» To do
Please copy the lines below, substituting "Points" for each occurrence of "Markers" and changing nothing else.

» Records to process
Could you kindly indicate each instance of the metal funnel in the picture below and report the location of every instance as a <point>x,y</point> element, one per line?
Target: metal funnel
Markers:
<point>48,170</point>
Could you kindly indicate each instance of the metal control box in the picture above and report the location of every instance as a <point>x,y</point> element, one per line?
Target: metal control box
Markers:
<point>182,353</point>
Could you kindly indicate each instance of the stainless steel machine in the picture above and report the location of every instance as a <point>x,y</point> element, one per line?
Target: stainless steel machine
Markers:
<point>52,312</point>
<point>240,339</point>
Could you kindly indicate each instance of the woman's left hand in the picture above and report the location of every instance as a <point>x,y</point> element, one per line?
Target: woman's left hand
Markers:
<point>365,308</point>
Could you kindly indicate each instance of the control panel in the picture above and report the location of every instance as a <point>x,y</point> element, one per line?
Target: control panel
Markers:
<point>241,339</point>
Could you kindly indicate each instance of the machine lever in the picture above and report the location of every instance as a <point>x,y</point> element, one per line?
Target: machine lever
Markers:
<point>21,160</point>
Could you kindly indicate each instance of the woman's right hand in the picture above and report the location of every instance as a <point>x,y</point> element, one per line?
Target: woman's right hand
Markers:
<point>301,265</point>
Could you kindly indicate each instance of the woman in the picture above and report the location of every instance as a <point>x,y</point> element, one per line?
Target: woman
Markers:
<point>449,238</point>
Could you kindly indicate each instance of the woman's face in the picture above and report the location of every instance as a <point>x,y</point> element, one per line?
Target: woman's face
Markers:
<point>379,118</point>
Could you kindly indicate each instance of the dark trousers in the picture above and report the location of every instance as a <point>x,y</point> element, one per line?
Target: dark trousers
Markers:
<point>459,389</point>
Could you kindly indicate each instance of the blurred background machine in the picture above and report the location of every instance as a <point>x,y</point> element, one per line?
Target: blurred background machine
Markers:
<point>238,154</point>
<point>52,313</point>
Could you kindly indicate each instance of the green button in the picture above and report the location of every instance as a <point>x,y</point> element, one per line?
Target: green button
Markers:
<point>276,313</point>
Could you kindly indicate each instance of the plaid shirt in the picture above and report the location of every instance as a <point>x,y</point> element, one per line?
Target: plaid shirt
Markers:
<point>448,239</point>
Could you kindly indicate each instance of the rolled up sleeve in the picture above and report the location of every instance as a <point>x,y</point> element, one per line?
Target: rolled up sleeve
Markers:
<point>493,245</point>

» Full response
Could you kindly indicate each instance of the metal funnel in the picture below and report the location of every instance as a <point>x,y</point> element, one per line?
Target: metal funnel
Points:
<point>48,170</point>
Could you kindly indicate each instance of the metal control box in the picture above and report the location of every instance as a <point>x,y</point> element, one per line?
Target: metal control box
Points:
<point>182,353</point>
Could you kindly indicate each instance of the stainless steel machine in the picture above and report the location of every instance as a <point>x,y</point> element, one per line?
Target: stainless steel machine
Points:
<point>52,312</point>
<point>240,339</point>
Could you kindly indicate each instance of the woman's left hand in the picture above and report the location of every instance as a <point>x,y</point> element, one per line?
Target: woman's left hand
Points:
<point>365,308</point>
Could you kindly indicate each instance of the control panel in the picture above and report the location of every instance as a <point>x,y</point> element, one per line?
Target: control panel
Points:
<point>241,339</point>
Could you kindly indicate each instance of the machine lever in the picture above and report the location of every instance as a <point>x,y</point> element, one per line?
Target: machine lever
Points:
<point>21,160</point>
Could you kindly indicate each instance of the woman's right hand in the picture above and report the location of every instance as a <point>x,y</point> element, one per line?
Target: woman's right hand
Points:
<point>301,265</point>
Could you kindly indicate each instance of the woman in the picture above and report the location of every instance as a <point>x,y</point> element, one per line?
Target: woman
Points:
<point>449,238</point>
Could you kindly indicate each instance of the woman's face in the picture above and report the location of every instance as a <point>x,y</point> element, one per line?
Target: woman's face
Points:
<point>379,118</point>
Could you kindly indicate each instance of the dark trousers in the picture above and report the location of every instance as a <point>x,y</point> element, one per line?
Target: dark trousers
Points:
<point>459,389</point>
Could you kindly indicate each instance of the blurred background machine in the picture above and report the location of every instance as a <point>x,y</point> element, one per line?
Target: blurred background machine
Points:
<point>238,154</point>
<point>52,313</point>
Could you kindly indicate each instance of the green button in the picture above and report the location of every instance as a <point>x,y</point> element, one per line?
Target: green button
Points:
<point>276,313</point>
Could you kindly indicate each instance of the plaid shirt in the picture above and report the location of every instance as a <point>x,y</point> element, one per line?
Target: plaid shirt
Points:
<point>448,239</point>
Could you kindly indicate each instance of the rolled up sleeve in the picture above and report the location of every instance as a <point>x,y</point> element, one per line?
Target: rolled up sleeve
Points:
<point>493,245</point>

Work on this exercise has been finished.